# [Aim of the exercise]
Write out the data again from the line that has "of the green" through the end, switching "innermost point" to "central point" and changing nothing else.

[Point annotation dataset records]
-.-.-

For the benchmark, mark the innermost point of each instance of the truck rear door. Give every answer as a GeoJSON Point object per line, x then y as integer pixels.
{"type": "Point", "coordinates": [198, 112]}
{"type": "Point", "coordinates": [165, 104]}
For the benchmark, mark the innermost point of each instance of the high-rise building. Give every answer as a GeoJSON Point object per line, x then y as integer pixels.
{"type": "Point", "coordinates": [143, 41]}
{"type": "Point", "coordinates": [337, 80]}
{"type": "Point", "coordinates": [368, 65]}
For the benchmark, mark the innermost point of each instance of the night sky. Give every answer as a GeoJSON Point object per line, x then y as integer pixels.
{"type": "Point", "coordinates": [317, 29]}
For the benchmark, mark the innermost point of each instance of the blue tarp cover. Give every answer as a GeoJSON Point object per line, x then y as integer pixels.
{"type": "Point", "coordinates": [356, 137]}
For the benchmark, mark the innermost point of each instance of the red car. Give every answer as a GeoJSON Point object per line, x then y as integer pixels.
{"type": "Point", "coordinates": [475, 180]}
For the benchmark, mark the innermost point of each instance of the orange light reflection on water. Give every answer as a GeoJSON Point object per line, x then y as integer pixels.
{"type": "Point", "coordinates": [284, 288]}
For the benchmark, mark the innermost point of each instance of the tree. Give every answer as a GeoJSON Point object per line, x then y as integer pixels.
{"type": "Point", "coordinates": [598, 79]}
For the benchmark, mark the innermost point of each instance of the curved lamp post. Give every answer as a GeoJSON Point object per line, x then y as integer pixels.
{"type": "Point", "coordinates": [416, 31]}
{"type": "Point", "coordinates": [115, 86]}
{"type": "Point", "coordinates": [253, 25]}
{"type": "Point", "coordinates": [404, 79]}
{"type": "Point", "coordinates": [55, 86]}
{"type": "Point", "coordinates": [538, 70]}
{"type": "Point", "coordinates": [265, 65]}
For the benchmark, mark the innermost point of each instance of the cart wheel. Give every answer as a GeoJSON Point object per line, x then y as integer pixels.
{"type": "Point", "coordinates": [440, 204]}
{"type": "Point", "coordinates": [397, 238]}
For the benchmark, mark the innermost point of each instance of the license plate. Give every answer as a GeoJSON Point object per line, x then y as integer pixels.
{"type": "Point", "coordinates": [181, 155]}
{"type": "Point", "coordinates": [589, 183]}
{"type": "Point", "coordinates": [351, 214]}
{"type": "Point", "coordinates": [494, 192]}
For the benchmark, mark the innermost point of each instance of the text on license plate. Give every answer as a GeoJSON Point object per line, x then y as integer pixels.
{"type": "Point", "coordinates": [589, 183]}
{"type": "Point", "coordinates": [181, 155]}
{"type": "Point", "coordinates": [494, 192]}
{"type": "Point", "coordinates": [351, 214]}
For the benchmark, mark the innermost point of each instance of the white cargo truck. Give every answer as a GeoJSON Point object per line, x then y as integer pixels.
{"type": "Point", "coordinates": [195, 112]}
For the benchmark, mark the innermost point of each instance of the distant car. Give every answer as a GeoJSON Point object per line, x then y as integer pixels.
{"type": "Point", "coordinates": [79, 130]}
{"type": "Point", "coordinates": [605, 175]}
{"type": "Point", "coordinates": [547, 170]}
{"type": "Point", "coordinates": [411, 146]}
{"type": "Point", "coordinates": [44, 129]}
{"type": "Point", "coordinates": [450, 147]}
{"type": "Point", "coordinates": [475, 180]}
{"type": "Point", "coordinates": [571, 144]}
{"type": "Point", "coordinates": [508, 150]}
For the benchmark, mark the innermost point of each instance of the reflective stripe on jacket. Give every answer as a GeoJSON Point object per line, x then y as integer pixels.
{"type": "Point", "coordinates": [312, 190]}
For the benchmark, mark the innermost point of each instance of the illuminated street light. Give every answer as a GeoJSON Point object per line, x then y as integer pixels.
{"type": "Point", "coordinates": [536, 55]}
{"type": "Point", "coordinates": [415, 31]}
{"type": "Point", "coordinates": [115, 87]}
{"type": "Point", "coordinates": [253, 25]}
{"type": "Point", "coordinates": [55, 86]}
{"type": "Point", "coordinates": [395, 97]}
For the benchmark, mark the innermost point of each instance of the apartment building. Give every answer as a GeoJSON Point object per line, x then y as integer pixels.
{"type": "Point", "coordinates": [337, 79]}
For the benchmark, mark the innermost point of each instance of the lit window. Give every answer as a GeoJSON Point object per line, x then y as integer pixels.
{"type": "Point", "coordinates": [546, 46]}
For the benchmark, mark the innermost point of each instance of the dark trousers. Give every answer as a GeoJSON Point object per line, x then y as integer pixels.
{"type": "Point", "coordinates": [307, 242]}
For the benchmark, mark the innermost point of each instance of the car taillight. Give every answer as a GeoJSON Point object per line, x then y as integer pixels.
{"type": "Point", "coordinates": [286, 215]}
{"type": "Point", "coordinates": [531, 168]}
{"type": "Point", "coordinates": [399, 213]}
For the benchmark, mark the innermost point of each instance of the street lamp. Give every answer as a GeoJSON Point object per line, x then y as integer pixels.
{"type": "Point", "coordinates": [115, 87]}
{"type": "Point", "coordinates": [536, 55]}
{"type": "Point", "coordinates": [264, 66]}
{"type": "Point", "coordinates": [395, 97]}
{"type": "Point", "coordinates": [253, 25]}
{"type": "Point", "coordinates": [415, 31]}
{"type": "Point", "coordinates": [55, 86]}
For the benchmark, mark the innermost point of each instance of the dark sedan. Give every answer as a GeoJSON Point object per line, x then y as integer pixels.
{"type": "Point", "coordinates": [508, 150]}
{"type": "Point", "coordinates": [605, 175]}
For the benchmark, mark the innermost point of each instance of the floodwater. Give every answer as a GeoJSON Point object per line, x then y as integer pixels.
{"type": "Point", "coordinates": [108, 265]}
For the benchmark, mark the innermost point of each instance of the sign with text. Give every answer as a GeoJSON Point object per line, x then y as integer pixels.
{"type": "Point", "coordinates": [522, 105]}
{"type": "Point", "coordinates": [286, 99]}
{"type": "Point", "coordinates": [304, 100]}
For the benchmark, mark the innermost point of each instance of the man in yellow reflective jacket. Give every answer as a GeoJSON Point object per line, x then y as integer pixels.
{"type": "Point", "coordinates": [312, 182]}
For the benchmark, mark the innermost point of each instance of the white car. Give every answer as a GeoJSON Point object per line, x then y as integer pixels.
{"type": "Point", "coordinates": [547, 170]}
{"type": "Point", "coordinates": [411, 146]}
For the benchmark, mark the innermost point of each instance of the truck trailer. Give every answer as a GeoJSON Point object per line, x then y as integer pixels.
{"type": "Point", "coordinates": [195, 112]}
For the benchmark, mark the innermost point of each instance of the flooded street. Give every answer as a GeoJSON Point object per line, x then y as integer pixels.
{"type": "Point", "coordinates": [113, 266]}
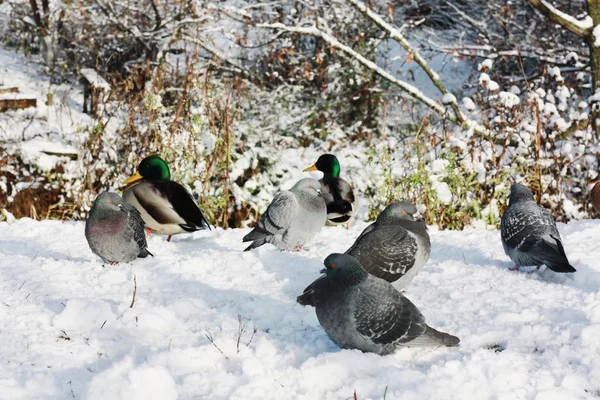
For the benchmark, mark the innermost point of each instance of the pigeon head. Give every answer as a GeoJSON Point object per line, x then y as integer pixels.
{"type": "Point", "coordinates": [520, 193]}
{"type": "Point", "coordinates": [328, 164]}
{"type": "Point", "coordinates": [307, 185]}
{"type": "Point", "coordinates": [152, 168]}
{"type": "Point", "coordinates": [401, 210]}
{"type": "Point", "coordinates": [344, 269]}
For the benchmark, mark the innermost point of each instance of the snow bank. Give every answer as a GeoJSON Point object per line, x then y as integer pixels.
{"type": "Point", "coordinates": [212, 322]}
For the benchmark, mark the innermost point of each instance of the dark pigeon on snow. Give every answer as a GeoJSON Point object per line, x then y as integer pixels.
{"type": "Point", "coordinates": [529, 233]}
{"type": "Point", "coordinates": [115, 230]}
{"type": "Point", "coordinates": [360, 311]}
{"type": "Point", "coordinates": [395, 247]}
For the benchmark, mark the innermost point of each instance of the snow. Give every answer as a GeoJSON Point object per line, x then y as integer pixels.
{"type": "Point", "coordinates": [596, 33]}
{"type": "Point", "coordinates": [68, 330]}
{"type": "Point", "coordinates": [468, 104]}
{"type": "Point", "coordinates": [486, 65]}
{"type": "Point", "coordinates": [448, 99]}
{"type": "Point", "coordinates": [583, 24]}
{"type": "Point", "coordinates": [508, 99]}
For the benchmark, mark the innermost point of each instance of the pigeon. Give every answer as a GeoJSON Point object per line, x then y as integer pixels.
{"type": "Point", "coordinates": [166, 206]}
{"type": "Point", "coordinates": [115, 230]}
{"type": "Point", "coordinates": [338, 193]}
{"type": "Point", "coordinates": [595, 195]}
{"type": "Point", "coordinates": [360, 311]}
{"type": "Point", "coordinates": [292, 219]}
{"type": "Point", "coordinates": [395, 247]}
{"type": "Point", "coordinates": [529, 233]}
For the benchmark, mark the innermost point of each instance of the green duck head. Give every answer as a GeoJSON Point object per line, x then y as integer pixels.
{"type": "Point", "coordinates": [328, 164]}
{"type": "Point", "coordinates": [152, 168]}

-.-.-

# [Response below]
For the benchmark, mark the central point of each instance of the green duck head. Give every answer as a GeoJSON Point object per line, x then y as integer pixels.
{"type": "Point", "coordinates": [328, 164]}
{"type": "Point", "coordinates": [152, 168]}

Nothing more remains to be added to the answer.